## Work order
Write out again, please, the records below from the first line to the line holding "x=1324, y=331", inclusive, and nothing else.

## Records provided
'''

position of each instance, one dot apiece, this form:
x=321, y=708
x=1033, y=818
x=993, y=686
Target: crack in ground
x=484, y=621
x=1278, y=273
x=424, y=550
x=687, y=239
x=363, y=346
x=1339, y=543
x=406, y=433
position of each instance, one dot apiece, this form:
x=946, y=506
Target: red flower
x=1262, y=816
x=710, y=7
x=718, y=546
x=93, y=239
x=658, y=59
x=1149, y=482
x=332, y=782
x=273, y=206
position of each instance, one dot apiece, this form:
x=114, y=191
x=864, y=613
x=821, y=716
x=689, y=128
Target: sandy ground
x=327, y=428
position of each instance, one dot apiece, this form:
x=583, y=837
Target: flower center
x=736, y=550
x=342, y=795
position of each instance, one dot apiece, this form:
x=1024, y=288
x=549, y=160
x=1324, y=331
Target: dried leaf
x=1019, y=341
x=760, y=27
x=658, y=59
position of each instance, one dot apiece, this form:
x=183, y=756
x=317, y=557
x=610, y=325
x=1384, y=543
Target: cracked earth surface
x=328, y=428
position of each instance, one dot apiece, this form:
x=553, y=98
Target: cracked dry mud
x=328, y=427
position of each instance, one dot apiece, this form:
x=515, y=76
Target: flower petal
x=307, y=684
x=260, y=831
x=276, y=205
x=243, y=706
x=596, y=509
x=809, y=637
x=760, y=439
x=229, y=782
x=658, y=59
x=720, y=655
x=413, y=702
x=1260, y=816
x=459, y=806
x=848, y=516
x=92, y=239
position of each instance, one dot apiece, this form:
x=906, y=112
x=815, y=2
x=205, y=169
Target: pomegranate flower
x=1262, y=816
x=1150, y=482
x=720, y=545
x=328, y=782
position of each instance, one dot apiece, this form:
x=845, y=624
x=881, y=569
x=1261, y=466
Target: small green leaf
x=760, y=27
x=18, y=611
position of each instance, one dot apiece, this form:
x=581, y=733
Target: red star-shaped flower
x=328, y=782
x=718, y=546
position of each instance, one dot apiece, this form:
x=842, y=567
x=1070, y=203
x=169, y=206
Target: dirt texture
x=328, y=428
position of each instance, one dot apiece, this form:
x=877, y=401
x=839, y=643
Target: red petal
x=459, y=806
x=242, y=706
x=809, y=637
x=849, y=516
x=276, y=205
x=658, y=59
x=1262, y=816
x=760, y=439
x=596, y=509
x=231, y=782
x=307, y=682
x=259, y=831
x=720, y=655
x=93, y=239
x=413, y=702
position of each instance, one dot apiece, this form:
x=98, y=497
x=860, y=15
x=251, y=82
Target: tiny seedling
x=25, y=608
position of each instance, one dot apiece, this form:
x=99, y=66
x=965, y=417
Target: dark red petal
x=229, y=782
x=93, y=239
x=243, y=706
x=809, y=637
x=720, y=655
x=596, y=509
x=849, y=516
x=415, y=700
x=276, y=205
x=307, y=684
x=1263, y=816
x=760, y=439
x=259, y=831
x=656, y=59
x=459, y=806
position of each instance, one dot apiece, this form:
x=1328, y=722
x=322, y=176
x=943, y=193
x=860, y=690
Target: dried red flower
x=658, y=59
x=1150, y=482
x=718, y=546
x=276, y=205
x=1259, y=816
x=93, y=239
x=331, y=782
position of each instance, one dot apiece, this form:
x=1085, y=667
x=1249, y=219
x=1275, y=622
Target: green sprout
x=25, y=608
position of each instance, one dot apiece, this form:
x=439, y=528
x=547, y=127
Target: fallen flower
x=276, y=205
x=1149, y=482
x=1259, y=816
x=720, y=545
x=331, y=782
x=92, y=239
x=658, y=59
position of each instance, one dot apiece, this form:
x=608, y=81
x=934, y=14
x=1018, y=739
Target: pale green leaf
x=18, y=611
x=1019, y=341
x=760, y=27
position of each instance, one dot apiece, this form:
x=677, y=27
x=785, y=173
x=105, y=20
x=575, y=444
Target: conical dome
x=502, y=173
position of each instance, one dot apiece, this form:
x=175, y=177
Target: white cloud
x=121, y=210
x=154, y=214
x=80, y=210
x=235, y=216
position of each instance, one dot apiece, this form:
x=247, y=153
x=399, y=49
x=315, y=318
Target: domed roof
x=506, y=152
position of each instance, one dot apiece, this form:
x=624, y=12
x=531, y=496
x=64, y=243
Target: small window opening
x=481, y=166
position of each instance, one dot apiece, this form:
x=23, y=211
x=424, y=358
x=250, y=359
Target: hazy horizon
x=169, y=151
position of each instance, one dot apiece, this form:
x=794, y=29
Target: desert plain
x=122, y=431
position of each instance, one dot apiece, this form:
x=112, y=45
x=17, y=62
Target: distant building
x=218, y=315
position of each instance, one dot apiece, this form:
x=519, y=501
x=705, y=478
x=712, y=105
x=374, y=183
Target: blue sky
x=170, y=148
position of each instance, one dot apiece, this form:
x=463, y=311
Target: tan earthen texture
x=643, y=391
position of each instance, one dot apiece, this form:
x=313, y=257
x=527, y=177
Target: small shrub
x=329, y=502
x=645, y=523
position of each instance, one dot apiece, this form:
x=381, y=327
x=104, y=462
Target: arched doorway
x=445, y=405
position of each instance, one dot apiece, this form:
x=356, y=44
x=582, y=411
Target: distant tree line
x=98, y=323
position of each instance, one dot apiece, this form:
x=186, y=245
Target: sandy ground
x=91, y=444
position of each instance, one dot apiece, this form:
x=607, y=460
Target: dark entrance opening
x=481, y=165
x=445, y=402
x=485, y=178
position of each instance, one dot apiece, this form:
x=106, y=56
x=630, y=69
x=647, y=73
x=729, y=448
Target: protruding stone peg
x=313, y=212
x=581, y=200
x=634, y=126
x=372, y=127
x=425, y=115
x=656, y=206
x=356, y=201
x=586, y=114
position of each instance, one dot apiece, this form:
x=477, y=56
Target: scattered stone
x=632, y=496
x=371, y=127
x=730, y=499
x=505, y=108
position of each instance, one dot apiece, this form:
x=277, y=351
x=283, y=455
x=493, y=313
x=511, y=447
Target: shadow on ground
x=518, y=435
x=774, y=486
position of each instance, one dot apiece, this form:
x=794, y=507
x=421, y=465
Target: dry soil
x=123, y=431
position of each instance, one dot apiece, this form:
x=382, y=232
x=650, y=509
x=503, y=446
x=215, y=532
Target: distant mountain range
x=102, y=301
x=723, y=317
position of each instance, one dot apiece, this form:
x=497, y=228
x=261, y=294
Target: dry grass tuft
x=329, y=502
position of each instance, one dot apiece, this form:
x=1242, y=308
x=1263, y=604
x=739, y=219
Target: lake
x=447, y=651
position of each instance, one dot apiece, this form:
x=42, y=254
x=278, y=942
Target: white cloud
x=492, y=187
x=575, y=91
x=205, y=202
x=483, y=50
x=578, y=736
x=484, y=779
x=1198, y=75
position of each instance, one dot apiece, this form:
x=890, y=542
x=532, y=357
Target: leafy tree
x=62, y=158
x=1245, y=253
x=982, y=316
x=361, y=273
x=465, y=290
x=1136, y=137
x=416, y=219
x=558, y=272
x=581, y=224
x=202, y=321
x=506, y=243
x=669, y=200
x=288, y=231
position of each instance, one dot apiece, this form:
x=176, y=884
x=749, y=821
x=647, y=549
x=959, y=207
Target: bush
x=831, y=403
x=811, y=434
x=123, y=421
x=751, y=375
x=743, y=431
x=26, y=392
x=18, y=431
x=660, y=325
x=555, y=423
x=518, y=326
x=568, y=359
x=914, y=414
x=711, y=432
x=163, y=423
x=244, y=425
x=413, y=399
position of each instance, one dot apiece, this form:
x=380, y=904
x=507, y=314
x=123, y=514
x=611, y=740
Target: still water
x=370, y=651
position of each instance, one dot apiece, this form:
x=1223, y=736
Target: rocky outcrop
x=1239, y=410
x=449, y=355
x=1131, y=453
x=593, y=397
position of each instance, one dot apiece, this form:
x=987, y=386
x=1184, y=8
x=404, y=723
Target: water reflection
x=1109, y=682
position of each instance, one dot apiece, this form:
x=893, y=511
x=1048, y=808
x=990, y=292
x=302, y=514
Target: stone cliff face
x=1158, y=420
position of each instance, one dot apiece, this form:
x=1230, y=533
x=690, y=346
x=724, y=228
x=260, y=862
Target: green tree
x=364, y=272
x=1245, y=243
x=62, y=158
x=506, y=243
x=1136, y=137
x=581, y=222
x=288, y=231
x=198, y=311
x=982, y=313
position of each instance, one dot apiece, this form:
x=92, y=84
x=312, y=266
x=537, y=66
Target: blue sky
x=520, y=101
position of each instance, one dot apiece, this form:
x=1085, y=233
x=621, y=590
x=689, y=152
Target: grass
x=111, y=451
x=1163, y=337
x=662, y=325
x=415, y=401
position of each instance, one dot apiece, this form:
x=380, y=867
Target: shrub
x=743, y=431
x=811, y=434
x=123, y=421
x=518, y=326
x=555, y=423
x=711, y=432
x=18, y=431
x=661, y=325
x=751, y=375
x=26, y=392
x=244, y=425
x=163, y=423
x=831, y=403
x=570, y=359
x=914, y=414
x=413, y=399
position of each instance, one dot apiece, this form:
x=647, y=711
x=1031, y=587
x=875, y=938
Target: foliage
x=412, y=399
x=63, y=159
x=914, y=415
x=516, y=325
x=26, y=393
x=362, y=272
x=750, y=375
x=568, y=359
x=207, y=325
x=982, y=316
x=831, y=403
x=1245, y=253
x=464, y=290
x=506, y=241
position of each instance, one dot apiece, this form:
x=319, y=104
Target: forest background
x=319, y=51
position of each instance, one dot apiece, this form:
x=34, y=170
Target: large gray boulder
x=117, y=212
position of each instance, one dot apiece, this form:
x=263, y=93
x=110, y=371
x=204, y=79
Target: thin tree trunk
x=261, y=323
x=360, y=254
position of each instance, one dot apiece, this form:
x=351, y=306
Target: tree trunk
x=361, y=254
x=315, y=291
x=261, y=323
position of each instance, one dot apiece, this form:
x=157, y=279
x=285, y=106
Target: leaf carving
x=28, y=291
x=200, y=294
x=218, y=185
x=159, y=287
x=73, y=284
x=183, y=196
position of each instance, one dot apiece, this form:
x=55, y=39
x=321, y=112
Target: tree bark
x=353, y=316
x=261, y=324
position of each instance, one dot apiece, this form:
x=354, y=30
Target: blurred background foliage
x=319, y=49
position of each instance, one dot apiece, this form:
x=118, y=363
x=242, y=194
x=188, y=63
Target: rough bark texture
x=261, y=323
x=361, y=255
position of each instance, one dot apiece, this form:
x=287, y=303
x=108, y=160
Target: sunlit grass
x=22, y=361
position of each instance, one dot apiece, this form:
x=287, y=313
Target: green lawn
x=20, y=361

'''

## Response
position of each instance, one dot apiece, this form:
x=321, y=708
x=1033, y=818
x=993, y=686
Target: crack in ground
x=484, y=621
x=1278, y=273
x=424, y=550
x=687, y=239
x=363, y=346
x=1339, y=543
x=406, y=433
position of each instance, one dot apiece, this form:
x=946, y=506
Target: red flower
x=1262, y=816
x=710, y=7
x=718, y=546
x=93, y=239
x=658, y=59
x=1149, y=482
x=332, y=782
x=273, y=206
position of each instance, one dot apiece, this form:
x=114, y=191
x=864, y=613
x=821, y=716
x=689, y=128
Target: sandy ground
x=327, y=428
position of each instance, one dot apiece, this form:
x=583, y=837
Target: flower center
x=736, y=550
x=342, y=795
position of each instance, one dot apiece, this form:
x=1024, y=288
x=549, y=160
x=1324, y=331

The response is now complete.